** start of SELECTED EXCERPT **
Air voids in the cable core create two failure modes: (1) at depth, air compresses and the void collapses, deforming the fibre tube; (2) at any jacket breach, the void acts as a capillary channel, drawing seawater inward. A 100 m section of cable with a single 5 mm jacket cut can completely flood within 45 minutes if no longitudinal water-blocking is present.

Complete void fill eliminates both failure modes. The gel is formulated to remain viscous (not set solid) from −40°C to +70°C, covering the full range from Arctic seabed temperature to tropical deck storage. Viscosity is calibrated to allow fibres to move freely within tubes (loose-tube function preserved) while preventing gel migration under gravity.

SAP water-blocking tape

Super-absorbent polymer (SAP) coated non-woven tape, wound over assembled tube bundle. SAP absorption capacity: ≥400× by weight in seawater. Swelling speed: full gel formation within 30 seconds of seawater contact.
** end of SELECTED EXCERPT **
** start of MATERIAL PROVIDED **
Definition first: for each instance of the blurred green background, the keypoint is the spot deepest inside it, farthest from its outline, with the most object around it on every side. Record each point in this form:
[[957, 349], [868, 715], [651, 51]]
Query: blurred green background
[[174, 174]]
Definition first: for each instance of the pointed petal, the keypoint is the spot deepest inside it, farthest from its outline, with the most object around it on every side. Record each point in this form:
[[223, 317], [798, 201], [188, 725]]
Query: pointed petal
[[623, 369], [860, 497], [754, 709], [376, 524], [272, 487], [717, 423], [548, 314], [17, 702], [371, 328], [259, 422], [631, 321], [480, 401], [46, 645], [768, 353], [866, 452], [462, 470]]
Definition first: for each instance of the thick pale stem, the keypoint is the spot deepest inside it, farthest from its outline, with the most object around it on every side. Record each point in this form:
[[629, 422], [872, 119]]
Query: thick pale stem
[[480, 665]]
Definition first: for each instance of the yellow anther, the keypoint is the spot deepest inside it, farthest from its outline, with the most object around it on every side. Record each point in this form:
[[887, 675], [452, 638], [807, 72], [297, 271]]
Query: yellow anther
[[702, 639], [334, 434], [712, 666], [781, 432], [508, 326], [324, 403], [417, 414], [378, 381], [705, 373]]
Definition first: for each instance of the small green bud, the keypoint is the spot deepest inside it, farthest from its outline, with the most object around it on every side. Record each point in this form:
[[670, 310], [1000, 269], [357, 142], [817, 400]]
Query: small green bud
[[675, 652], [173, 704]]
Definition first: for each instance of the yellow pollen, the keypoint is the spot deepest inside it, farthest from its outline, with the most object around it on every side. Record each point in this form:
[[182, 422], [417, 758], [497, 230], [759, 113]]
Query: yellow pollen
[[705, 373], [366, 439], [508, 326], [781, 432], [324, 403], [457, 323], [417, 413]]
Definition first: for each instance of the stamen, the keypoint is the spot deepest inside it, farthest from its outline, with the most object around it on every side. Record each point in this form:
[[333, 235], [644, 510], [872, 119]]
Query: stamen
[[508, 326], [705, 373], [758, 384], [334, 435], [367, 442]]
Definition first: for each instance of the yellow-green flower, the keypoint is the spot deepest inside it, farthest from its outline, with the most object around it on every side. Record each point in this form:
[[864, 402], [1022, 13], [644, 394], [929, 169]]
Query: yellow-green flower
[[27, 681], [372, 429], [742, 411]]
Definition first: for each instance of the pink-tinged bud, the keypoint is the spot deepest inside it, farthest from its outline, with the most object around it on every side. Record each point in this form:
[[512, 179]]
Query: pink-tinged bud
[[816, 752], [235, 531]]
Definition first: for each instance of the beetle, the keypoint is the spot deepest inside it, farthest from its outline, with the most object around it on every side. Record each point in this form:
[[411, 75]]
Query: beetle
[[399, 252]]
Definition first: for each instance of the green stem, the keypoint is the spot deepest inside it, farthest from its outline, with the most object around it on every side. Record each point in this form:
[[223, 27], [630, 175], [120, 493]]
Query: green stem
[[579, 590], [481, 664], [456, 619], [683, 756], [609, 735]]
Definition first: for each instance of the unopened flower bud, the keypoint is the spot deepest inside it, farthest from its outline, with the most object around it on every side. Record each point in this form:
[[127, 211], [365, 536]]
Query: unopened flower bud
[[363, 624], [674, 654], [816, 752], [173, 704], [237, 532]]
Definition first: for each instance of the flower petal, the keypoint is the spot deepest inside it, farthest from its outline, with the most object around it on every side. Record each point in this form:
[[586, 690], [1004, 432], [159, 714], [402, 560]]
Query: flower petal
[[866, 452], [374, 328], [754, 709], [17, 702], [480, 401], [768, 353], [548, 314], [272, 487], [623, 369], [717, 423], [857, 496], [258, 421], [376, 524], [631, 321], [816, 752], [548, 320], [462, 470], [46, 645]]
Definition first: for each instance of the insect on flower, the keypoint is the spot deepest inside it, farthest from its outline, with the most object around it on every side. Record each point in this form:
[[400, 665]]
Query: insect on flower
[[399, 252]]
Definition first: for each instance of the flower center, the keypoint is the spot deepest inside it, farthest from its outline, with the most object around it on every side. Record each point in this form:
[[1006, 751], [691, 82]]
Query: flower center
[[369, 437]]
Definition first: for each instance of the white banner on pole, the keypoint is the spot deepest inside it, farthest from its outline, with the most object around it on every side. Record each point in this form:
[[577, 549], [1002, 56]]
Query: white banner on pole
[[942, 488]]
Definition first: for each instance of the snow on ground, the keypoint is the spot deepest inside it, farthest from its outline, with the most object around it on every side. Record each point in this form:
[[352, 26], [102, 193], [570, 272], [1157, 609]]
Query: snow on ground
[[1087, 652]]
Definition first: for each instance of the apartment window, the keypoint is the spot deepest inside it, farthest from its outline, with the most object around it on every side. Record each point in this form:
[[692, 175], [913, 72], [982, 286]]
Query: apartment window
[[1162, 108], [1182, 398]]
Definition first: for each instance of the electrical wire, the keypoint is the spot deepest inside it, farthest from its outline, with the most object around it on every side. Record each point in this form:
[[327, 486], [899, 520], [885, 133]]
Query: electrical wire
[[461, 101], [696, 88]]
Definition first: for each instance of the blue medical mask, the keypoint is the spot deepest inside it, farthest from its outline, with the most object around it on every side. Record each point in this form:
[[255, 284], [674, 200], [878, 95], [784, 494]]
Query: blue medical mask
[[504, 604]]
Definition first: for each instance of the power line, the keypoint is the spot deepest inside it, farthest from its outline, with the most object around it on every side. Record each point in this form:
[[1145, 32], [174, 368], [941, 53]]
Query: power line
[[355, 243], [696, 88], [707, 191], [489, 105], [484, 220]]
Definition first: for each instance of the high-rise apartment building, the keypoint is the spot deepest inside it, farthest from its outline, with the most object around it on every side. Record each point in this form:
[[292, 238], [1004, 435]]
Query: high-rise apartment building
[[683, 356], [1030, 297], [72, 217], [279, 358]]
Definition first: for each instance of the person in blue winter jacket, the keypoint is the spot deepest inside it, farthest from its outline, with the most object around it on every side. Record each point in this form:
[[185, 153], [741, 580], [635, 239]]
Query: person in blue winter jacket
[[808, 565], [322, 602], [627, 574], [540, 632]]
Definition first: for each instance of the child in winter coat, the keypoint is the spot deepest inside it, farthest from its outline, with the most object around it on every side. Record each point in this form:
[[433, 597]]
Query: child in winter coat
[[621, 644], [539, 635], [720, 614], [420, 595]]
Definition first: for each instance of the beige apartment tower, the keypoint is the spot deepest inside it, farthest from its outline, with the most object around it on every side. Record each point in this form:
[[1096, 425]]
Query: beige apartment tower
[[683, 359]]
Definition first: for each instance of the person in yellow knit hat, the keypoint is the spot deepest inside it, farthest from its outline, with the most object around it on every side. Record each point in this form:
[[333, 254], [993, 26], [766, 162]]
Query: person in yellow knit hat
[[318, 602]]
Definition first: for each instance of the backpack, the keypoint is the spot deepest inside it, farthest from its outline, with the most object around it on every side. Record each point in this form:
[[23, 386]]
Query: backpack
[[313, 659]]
** end of MATERIAL PROVIDED **
- **REQUIREMENTS**:
- A) In the cable water-blocking text, over what temperature range is the gel formulated to remain viscous?
- B) Copy the part of the cable water-blocking text that opens with the words containing "Air voids in" and closes with "water-blocking is present.".

- **ANSWERS PROVIDED**:
- A) From −40°C to +70°C.

- B)
Air voids in the cable core create two failure modes: (1) at depth, air compresses and the void collapses, deforming the fibre tube; (2) at any jacket breach, the void acts as a capillary channel, drawing seawater inward. A 100 m section of cable with a single 5 mm jacket cut can completely flood within 45 minutes if no longitudinal water-blocking is present.